[GIVEN RECORDS]

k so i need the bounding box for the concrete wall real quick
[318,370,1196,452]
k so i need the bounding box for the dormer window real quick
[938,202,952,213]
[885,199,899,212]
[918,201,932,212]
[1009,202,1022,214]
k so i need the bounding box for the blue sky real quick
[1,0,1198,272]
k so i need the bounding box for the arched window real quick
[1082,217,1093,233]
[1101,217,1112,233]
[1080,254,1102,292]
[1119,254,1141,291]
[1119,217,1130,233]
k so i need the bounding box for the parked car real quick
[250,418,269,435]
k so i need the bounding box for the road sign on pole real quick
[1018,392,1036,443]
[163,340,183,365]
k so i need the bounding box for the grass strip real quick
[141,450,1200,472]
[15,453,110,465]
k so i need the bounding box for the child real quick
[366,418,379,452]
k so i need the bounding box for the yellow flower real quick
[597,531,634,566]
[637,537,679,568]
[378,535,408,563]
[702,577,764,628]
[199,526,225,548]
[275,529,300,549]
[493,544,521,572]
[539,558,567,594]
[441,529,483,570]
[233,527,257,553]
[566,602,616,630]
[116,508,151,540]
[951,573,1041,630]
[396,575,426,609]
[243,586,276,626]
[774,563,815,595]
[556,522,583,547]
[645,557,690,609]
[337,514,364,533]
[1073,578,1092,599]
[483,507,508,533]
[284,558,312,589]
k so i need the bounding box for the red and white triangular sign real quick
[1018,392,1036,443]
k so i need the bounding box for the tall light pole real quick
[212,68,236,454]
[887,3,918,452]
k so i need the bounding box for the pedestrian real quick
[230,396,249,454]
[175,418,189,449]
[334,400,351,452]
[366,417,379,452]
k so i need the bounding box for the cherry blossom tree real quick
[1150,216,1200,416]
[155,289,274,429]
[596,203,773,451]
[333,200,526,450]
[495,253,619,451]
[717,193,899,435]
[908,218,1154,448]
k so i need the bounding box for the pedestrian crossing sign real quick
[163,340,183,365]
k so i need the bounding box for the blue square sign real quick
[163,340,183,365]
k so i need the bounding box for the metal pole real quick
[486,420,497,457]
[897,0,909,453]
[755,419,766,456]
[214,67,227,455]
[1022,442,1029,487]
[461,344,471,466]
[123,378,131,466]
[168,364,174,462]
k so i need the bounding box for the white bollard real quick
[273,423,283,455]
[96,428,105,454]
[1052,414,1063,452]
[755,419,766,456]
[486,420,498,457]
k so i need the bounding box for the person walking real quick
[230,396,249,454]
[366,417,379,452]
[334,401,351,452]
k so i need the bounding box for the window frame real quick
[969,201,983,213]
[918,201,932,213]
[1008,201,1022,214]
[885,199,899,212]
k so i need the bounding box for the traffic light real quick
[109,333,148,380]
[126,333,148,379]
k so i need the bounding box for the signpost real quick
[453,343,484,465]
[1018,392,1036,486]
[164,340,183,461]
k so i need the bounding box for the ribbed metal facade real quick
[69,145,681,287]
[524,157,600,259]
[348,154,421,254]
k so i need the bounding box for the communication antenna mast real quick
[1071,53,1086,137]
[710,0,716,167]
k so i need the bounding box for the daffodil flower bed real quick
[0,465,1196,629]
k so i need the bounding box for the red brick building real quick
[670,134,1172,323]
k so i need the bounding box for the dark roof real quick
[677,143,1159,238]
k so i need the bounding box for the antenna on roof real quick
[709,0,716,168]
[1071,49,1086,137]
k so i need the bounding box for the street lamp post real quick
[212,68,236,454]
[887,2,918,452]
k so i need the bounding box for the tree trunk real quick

[/GIVEN RECORDS]

→ ASSIGNED TASK
Your job is to retype all of the material exactly.

→ SOLUTION
k so i need the bounding box for the concrete wall real quick
[318,370,1196,452]
k so i need the bounding box for the dormer window real quick
[938,202,952,213]
[885,199,899,212]
[918,201,932,212]
[1009,202,1022,214]
k so i need the bounding box for the blue sky real quick
[1,0,1198,272]
k so i need the bounding box for the arched window real quick
[1082,217,1093,233]
[1101,217,1112,233]
[1080,254,1102,292]
[1119,254,1141,291]
[1119,217,1130,233]
k so i need the bounding box for the parked car real quick
[250,418,269,435]
k so i need the bounding box for the road sign on pole real quick
[1018,392,1036,443]
[163,340,183,365]
k so i need the bounding box for the grass strip real quick
[141,450,1200,472]
[15,453,110,465]
k so i need the bounding box for the child real quick
[366,418,379,452]
k so i need the bounding box for the yellow flower real quick
[597,531,634,566]
[637,537,679,568]
[378,535,408,563]
[702,577,764,628]
[199,526,225,548]
[275,529,300,549]
[493,544,521,572]
[539,558,567,594]
[441,529,483,570]
[233,527,257,553]
[566,602,616,630]
[116,508,151,540]
[951,573,1041,630]
[396,575,426,609]
[243,586,276,626]
[774,563,815,595]
[556,522,583,547]
[645,557,690,609]
[337,514,364,533]
[1073,578,1092,599]
[483,507,508,533]
[284,558,312,589]
k so i need the bounding box for the red and white triangular sign real quick
[1018,392,1036,443]
k so i need the bounding box for the tall light pole real quick
[212,68,236,454]
[887,3,918,452]
k so i need the bounding box for the pedestrian real quick
[230,396,249,454]
[175,418,189,449]
[334,400,351,452]
[366,417,379,452]
k so i need the bounding box for the cherry blossom tree real quick
[1150,216,1200,416]
[155,289,274,429]
[596,203,773,451]
[333,200,526,450]
[495,253,619,451]
[717,193,899,435]
[908,218,1154,448]
k so i need the bounding box for the pedestrian crossing sign real quick
[163,340,183,365]
k so i need the bounding box for the blue square sign real quick
[163,340,183,365]
k so i need the bounding box for the metal pole real quick
[486,420,497,457]
[897,0,909,453]
[755,419,766,456]
[214,67,227,455]
[1022,442,1029,487]
[461,344,471,466]
[123,378,131,466]
[168,364,174,462]
k so i need the bounding box for the white bollard real quick
[273,423,283,455]
[96,428,105,454]
[1052,414,1063,452]
[755,419,766,456]
[486,420,498,457]
k so i need the bounding box for the person walking real quick
[230,396,249,454]
[366,417,379,452]
[334,401,351,452]
k so i need the bounding box for the window frame real quick
[969,201,983,213]
[918,201,932,213]
[1008,201,1022,214]
[885,199,899,212]
k so i need the bounding box for the traffic light real quick
[109,333,148,380]
[126,333,148,379]
k so i need the bounding box for the signpost real quick
[453,343,484,465]
[1018,392,1036,486]
[164,340,183,461]
k so i need the bounding box for the ribbed metal facade real quick
[69,145,681,287]
[524,157,600,259]
[348,154,421,254]
k so i need the bounding box for the communication antenna mast real quick
[1071,53,1086,137]
[710,0,716,167]
k so i need the bounding box for the daffodil flower bed real quick
[0,465,1196,629]
k so i need the bounding box for the red brick building real quick
[670,134,1172,323]
k so i need the bounding box for the dark roof real quick
[677,143,1159,238]
k so i need the bounding box for the antenna on roof real quick
[709,0,716,168]
[1071,49,1086,137]
k so i need the bounding box for the street lamp post real quick
[212,68,236,454]
[887,2,918,452]
k so i need the bounding box for the tree trunk real quick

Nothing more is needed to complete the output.